[[ ENTRIES PROVIDED, beginning ]]

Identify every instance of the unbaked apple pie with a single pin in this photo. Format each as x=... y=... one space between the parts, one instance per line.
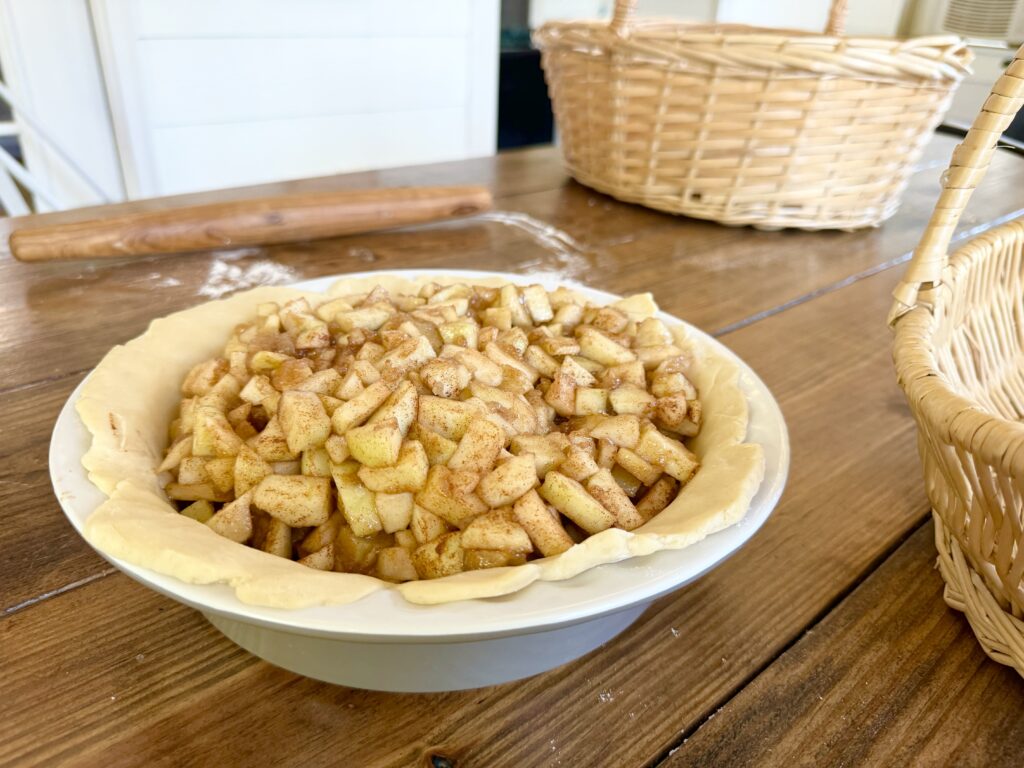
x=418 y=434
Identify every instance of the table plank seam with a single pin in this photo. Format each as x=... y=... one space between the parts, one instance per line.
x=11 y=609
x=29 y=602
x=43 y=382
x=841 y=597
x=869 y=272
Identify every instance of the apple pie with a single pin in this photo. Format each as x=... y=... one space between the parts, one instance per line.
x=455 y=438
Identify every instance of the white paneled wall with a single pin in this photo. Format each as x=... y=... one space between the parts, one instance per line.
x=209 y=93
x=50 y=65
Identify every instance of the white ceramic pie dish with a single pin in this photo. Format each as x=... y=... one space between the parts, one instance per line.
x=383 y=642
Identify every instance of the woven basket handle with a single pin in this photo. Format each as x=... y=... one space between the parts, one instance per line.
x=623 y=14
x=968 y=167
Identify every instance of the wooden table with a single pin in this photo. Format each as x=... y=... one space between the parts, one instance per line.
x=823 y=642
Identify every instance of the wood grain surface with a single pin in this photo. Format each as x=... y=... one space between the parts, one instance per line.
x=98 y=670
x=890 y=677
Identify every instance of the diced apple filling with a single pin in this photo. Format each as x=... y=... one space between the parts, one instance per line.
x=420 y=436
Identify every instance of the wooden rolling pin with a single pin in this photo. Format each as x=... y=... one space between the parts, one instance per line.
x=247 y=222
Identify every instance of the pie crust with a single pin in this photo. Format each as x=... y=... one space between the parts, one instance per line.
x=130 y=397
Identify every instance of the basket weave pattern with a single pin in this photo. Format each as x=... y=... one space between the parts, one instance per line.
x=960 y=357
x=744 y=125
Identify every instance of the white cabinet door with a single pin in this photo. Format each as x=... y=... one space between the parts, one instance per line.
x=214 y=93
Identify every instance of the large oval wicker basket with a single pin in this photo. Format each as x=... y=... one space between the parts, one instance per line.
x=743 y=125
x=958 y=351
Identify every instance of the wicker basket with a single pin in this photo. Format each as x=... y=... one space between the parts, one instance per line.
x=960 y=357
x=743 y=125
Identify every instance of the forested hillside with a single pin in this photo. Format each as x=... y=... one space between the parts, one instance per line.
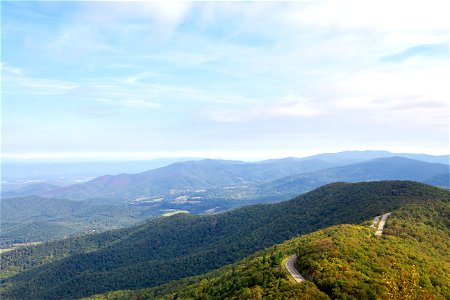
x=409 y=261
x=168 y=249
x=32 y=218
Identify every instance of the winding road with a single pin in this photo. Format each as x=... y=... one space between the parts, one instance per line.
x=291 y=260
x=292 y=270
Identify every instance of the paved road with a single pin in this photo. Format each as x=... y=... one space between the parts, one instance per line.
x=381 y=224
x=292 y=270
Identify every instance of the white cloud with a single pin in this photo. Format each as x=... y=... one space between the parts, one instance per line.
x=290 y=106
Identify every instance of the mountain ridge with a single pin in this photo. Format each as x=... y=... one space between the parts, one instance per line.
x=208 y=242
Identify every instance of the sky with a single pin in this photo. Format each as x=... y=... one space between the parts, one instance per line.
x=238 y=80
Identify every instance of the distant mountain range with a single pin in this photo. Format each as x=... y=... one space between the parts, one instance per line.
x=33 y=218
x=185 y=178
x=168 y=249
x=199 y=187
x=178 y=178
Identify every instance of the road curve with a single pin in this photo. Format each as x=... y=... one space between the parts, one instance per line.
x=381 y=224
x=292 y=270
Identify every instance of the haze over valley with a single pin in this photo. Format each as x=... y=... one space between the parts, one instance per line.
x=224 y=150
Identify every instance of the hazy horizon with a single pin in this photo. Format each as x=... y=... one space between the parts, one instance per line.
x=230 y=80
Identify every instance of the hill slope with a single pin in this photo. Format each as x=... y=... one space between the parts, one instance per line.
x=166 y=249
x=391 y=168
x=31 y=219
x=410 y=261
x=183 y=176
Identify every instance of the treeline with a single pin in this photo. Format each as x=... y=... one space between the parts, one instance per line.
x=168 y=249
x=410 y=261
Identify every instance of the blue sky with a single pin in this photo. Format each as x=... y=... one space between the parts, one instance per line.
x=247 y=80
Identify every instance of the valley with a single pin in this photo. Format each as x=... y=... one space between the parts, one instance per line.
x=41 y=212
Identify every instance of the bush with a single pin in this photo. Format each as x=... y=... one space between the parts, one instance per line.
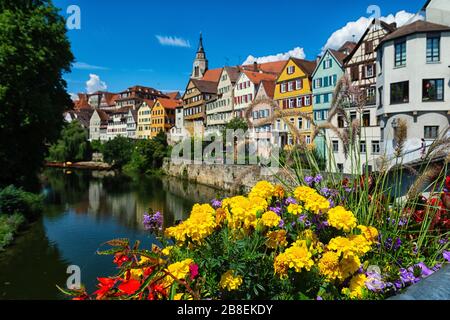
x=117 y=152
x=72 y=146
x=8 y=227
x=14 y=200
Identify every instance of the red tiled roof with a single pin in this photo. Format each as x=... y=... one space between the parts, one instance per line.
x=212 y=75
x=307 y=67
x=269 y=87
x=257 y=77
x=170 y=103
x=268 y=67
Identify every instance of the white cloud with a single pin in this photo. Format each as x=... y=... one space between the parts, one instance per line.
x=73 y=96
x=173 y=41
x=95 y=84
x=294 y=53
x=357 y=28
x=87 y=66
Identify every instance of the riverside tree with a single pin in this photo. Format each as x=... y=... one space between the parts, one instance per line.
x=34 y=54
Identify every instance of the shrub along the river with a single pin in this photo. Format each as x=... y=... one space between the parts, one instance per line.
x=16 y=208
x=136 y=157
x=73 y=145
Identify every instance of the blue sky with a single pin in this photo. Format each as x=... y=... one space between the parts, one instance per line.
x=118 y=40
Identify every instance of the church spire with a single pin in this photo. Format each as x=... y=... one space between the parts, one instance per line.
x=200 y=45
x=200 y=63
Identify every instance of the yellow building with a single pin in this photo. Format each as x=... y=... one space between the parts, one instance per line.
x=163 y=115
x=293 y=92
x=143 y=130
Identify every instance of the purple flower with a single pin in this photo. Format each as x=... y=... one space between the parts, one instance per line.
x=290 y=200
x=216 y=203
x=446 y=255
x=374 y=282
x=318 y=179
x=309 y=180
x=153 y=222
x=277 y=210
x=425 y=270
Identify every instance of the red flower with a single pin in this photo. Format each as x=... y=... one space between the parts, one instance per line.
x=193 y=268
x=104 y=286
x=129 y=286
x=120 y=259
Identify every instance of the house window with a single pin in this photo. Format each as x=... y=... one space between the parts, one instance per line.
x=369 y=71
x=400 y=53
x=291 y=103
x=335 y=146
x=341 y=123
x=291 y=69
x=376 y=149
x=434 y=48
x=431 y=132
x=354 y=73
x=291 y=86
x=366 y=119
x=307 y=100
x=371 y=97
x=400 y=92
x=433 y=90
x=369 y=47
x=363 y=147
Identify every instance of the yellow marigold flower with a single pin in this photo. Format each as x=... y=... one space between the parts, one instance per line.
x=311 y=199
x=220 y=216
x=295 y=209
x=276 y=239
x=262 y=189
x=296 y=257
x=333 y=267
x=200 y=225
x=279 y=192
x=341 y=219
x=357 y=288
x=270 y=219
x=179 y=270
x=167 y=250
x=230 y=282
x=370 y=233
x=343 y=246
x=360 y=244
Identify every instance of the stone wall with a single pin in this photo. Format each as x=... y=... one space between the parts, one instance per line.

[[ ENTRIES PROVIDED, end ]]

* **WHAT IS BEING ASKED**:
With the pictures omitted, the records above are to be repeated exactly.

* **SOLUTION TO THIS EXERCISE**:
Identify every instance of the unbaked apple pie with a single pin in this photo. Format each as x=... y=... one space between the parts, one instance per line.
x=418 y=434
Identify every instance of the table plank seam with a single pin in this photo. Format each as x=... y=... one space between the parts, one instance per line.
x=11 y=609
x=29 y=602
x=43 y=382
x=841 y=597
x=869 y=272
Identify every instance of the apple pie with a single pin in this photo. Format each as x=... y=... one space between the parts, one instance per line.
x=455 y=438
Identify every instance of the white paneled wall with a single pin in this photo. Format each as x=... y=... one space between the parts, one instance per line.
x=209 y=93
x=50 y=65
Identify every instance of the white ceramic pie dish with a single pin in this photo. Format each as x=... y=... one space between the parts, one instance per line.
x=383 y=642
Identify every instance of the woven basket handle with a single pin in this photo. Format each as x=... y=... one space between the parts, one instance per line.
x=623 y=14
x=968 y=167
Identify every instance of the wooden table with a single pin in this photo. Format each as x=... y=... one space between the parts, one instance per line.
x=823 y=642
Identify every instance of the wood grain surface with a single pin in this photo. Format each as x=... y=... one space between the parts, one instance per line.
x=98 y=670
x=890 y=677
Identify every instance of the diced apple filling with a single pin in this photo. Format each as x=... y=... one space between the parts, one instance per line.
x=420 y=436
Identify every instance of the wooden rolling pin with a single pin in this photo. Format each as x=... y=... one space between the parts, one instance per line.
x=247 y=222
Identify every instance of the pie crust with a single pin in this photo. Format each as x=... y=... one space between the parts, one instance per line.
x=130 y=397
Identify every instance of the basket weave pattern with a single pin in this photo. Format each as x=... y=... one space between the parts, one instance per line.
x=960 y=357
x=744 y=125
Identify every instance of the white cabinet door with a single pin in this photo. Format each as x=... y=... one space between the parts, one instance per line.
x=214 y=93
Identify every instance of the large oval wicker basket with a single pin in this photo. Format each as x=... y=... one space between the parts, one instance per line.
x=743 y=125
x=958 y=351
Identify every instance of the wicker basket with a single pin in this photo. Format each as x=... y=... one space between the parts, one instance per line.
x=960 y=357
x=743 y=125
Identify every instance of the forested hillside with a single pin in this photo. Format each as x=... y=... one space between the parts, one instance per line.
x=409 y=261
x=168 y=249
x=32 y=218
Identify every instance of the winding road with a single pin in this photo. Format each as x=... y=... one space between the parts, one instance per line.
x=291 y=260
x=292 y=270
Identify every instance of the paved road with a single pin in this photo. Format each as x=... y=... one space between the parts, one instance per line.
x=381 y=224
x=292 y=270
Identify every instance of the white cloud with a single pin in this photo. Format each as x=... y=... one space between the parts, one instance per line.
x=290 y=106
Identify every instance of the mountain ridge with a single pin in this photo. Format each as x=... y=... one space between the parts, one instance per line.
x=208 y=242
Identify every instance of the sky with a single pin in this photo. Format each as x=... y=... one space between the parts, one instance per line.
x=238 y=80
Identify every instance of the distant mountain range with a single pin in this photo. Format each as x=... y=... one space between the parts, one instance per line.
x=33 y=218
x=185 y=178
x=168 y=249
x=199 y=187
x=178 y=178
Identify every instance of the road curve with a single pin in this photo. Format each as x=... y=... one space between the parts, one instance per line.
x=381 y=224
x=292 y=270
Identify every instance of the haze over valley with a single pin in this photo. Format each as x=... y=... one space between the parts, one instance per line.
x=224 y=150
Identify every instance of the hazy horizon with a single pin in this photo. Format each as x=... y=... one space between the parts, one instance per line.
x=230 y=80
Identify every instance of the hill slope with a single pin in this photo. Format each as x=... y=... one space between the parts, one instance per line.
x=166 y=249
x=391 y=168
x=31 y=219
x=410 y=261
x=183 y=176
Identify every instance of the treeline with a single pin in this photo. Format each as x=... y=... one space between the parts, one instance per line.
x=168 y=249
x=410 y=261
Identify every instance of the blue sky with a single pin in this photo. Format each as x=... y=... one space between the parts, one instance per line.
x=247 y=80
Identify every instance of the valley with a single pin in this photo. Format each as x=... y=... one space between the parts, one instance per line.
x=41 y=212
Identify every instance of the bush with a single pin in this photo. Format each as x=... y=... one space between the parts, one instance per line.
x=117 y=152
x=72 y=146
x=8 y=227
x=14 y=200
Identify every instance of the red tiled roof with a single pin in this photo. Format each as x=... y=... one space between the parts, one instance per line.
x=212 y=75
x=307 y=67
x=269 y=87
x=257 y=77
x=170 y=103
x=268 y=67
Identify every instance of the white cloud with a single pin in this photo. Format each as x=... y=... one space between the parts, one instance per line.
x=73 y=96
x=173 y=41
x=95 y=84
x=294 y=53
x=357 y=28
x=87 y=66
Identify every instance of the riverside tree with a single pin in this photo. Format each as x=... y=... one space between the parts, one instance per line.
x=34 y=54
Identify every instance of the shrub along the river with a single pin in this photo. Format each as x=... y=... one space between the parts, one instance per line.
x=16 y=208
x=136 y=157
x=73 y=145
Identify every instance of the blue sky with a single pin in this photo. Format each as x=... y=... one space between the parts, one instance per line.
x=118 y=40
Identify every instance of the church spire with a single pin in this photo. Format each as x=... y=... one space between the parts, one instance per line.
x=200 y=45
x=200 y=63
Identify every instance of the yellow building with a single pin in this photo. Format each as x=... y=... one space between the parts, one instance per line.
x=163 y=115
x=293 y=92
x=143 y=130
Identify every instance of the purple flower with a single pin in this photo. Format each as x=... y=... one space between the parts, one instance per line.
x=290 y=200
x=216 y=203
x=446 y=255
x=374 y=282
x=318 y=179
x=309 y=180
x=153 y=222
x=277 y=210
x=425 y=270
Identify every instance of the red flower with a single pin in this photo. Format each as x=... y=... one space between the parts, one instance per line.
x=193 y=268
x=104 y=286
x=129 y=286
x=120 y=259
Identify every instance of the house window with a single pin in this photo. Format each as x=... y=... one space between the parts, one instance per line.
x=369 y=71
x=400 y=53
x=291 y=103
x=335 y=146
x=341 y=123
x=291 y=69
x=376 y=149
x=434 y=48
x=431 y=132
x=354 y=73
x=291 y=86
x=366 y=119
x=307 y=100
x=371 y=97
x=400 y=92
x=433 y=90
x=369 y=47
x=363 y=147
Identify every instance of the yellow marigold flower with a single pin in this photo. Format each as x=... y=... one space between the parts, one instance per line.
x=311 y=199
x=220 y=216
x=295 y=209
x=276 y=239
x=262 y=189
x=296 y=257
x=333 y=267
x=200 y=225
x=279 y=192
x=341 y=219
x=357 y=288
x=270 y=219
x=179 y=270
x=167 y=250
x=230 y=282
x=370 y=233
x=343 y=246
x=360 y=244
Identify every instance of the stone wall with a single pin in this photo. Format each as x=... y=... one space between the parts, one instance per line.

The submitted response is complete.